[Data]:
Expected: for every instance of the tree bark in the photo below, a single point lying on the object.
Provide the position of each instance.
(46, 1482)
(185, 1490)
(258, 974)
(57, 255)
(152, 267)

[Requirements]:
Copy all of the data above again, requests included, but scale every coordinate in the answers by 0.65 and round each result to a whole number, rounding halves up.

[Task answer]:
Expected: for every instance of the tree bark in the photo below, a single point lying on the object.
Provide the position of each instance.
(30, 963)
(120, 969)
(168, 633)
(37, 166)
(99, 174)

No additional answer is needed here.